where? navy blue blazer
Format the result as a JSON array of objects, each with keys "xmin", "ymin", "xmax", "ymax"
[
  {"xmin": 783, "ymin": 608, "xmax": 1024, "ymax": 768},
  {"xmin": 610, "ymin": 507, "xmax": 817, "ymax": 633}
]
◇ ◇ ◇ ◇ ◇ ◇ ◇
**Directions for this task:**
After locating the line above that contains "Format the result", write out that line and every later one exactly, through the last line of the material, and nothing else.

**Answer area:**
Format the result as a JSON array of objects, each with keys "xmin", "ymin", "xmax", "ymax"
[
  {"xmin": 783, "ymin": 608, "xmax": 1024, "ymax": 768},
  {"xmin": 610, "ymin": 507, "xmax": 817, "ymax": 633}
]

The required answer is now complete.